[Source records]
===

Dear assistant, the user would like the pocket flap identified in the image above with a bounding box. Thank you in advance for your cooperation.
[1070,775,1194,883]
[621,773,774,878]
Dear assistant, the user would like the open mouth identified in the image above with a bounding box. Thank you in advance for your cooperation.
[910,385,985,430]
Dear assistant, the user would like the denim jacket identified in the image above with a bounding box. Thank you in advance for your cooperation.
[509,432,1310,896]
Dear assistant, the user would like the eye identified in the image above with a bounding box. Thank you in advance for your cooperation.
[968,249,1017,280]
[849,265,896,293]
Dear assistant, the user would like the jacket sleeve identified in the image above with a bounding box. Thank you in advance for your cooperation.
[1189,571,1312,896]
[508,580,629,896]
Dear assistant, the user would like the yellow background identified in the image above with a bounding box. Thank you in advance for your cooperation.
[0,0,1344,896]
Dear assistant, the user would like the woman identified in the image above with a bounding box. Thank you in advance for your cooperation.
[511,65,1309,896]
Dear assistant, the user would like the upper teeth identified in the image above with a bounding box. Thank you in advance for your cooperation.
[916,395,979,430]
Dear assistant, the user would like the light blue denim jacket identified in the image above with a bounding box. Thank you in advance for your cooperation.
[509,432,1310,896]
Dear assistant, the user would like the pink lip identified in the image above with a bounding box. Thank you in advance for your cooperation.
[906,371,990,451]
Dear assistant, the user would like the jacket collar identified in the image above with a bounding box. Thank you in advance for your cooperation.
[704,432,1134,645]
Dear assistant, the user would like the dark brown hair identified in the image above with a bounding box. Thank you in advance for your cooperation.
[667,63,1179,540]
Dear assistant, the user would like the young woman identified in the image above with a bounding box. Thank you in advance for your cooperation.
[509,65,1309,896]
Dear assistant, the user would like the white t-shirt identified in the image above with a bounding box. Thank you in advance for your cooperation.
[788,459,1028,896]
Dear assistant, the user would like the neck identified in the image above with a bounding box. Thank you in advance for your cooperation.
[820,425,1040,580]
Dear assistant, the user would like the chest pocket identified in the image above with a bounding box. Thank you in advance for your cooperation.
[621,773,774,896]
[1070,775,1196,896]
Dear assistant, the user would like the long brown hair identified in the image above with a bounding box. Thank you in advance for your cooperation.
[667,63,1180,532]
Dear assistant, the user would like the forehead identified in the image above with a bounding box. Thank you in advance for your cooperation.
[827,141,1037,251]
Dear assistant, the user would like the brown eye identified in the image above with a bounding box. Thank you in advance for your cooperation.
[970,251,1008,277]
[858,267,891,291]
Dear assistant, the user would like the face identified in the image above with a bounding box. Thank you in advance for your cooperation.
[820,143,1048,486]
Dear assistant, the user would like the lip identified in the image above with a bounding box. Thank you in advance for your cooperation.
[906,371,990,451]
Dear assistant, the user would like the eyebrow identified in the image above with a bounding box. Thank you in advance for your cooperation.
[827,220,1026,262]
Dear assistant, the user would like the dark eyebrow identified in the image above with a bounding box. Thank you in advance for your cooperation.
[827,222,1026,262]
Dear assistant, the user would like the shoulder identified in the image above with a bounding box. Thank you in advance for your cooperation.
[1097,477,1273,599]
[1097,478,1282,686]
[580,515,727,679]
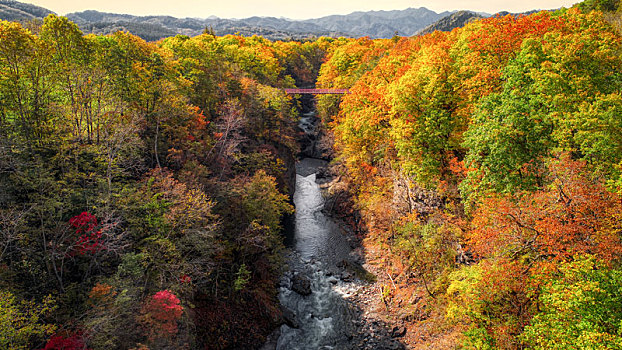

===

_Exercise aim_
Reproduce every line of the listing above verbatim, omitting the picture.

_Result for this task_
Dear assistant, the user would like the pocket flap identified in the image above with a bounding box. Thank you in advance for your cooperation.
[1070,775,1194,883]
[621,773,774,878]
Dear assistant, the user would like the open mouth identified in the image above with a bounding box. Thank you in advance for your cooperation.
[910,385,985,430]
Dear assistant, the user would like the denim jacket identified in the image above with a bounding box. Thank you in advance for your cooperation.
[509,432,1310,896]
Dear assistant, the user would like the eye identified in the image above with a bounding box. Thank you in advance for your cooperation.
[968,249,1017,280]
[849,265,896,293]
Dear assistant, the user would like the jacket sleeve identified in the image above with a bounding box. Thank you in advance for your cooperation.
[1189,571,1312,896]
[508,580,629,896]
Dear assistant, the user would like the yellow background identified in the image above with a bounding box. Thank you in advance for your cooperation.
[0,0,1344,896]
Dear assistant, the user would like the woman identified in the image above with a bounding box. Thank you in advance for your cooperation.
[511,65,1309,896]
Dear assistant, the user would like the upper teeth identified in the image above with a bounding box. Thank you in advance for your cooperation.
[916,395,979,430]
Dear assistant, the user would like the light blue denim jacket identified in the image above with a bounding box. Thank you in advance for your cooperation.
[509,432,1310,896]
Dear assistant, the user would like the pink lip identified in the image above with a bounding box. Thank you in advance for your cooperation.
[906,371,990,451]
Dear assistant, the user would like the jacket collar identified in the image above with a bounding box. Thank you in advance for your cooperation.
[704,432,1134,645]
Dear assistant, the user would like the dark brown hair identified in the image above with a bounding box. Thank you in advance for your cooperation.
[667,63,1179,540]
Dear assistant, the user would like the young woman identified in the image above with a bounding box. Thank you in advance for your cooperation.
[509,65,1309,896]
Dear assistant, the user would like the white t-shirt identified in the image above with a bounding box. Thank you in advance for your cooperation.
[788,459,1028,896]
Dear assistant, the user would like the neck identified in the image above with a bounding box. Thank you in advance for your cooperation.
[820,425,1040,580]
Dear assistant, the user would like the chest pocket identified in the image above with a bounding box. Thank you in advance for your cooperation.
[621,773,774,896]
[1070,775,1196,896]
Dear assistant, the user would like the long brown hair identified in the image above with a bounding box. Thank you in advance for your cooperation.
[667,63,1180,532]
Dear assistant, the user would like the forehead identified in the image above with a bounding box. Thank you in advance for your cooperation.
[827,141,1037,251]
Dear assistant, the user would like the brown eye identified in the image above with a bounding box. Thank you in advance for your cooperation.
[970,251,1008,277]
[858,267,891,291]
Dear assistant, the user would like the face identified in the image above with a bounding box. Thank you in advance for your cooperation.
[820,143,1048,486]
Dear assistant, the user would like the lip identified in the image above with a bounding box. Thank you in advance for your cooperation.
[906,371,990,451]
Dear assistant, the user would like the eyebrow identified in the image above with a bounding box. Thank you in advance for your cooperation.
[827,220,1026,262]
Dear assistant, the user would like the dark eyebrow identified in the image above with a bounding box. Thank you in advance for your cooperation.
[827,222,1026,262]
Dear assistant, the user would like the shoulder identified in the image above with a bounding box. Thank you in advance for your cooperation.
[1097,477,1273,599]
[1097,478,1282,686]
[580,515,727,679]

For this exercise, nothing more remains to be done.